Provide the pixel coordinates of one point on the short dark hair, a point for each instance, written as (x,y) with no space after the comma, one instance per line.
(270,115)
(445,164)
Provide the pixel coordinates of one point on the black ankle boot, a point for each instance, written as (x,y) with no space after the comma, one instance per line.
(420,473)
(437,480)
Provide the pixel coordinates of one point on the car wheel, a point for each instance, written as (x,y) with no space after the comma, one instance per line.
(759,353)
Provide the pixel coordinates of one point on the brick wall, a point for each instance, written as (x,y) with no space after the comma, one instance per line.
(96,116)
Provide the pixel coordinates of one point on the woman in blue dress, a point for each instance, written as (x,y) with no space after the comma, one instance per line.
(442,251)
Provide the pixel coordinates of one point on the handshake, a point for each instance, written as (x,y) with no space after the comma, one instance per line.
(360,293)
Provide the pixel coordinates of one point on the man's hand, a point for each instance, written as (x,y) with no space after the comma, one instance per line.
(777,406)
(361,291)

++++++++++

▶ Task description:
Starting at the line that contains "Provide the pixel coordinates of one point on the man's", retype each line through the end of the listing above and nothing else.

▶ Output:
Provide the pixel coordinates of one point on the man's hand, a point for each instance, written as (x,y) with no space after the comma, one instance per line.
(777,406)
(361,291)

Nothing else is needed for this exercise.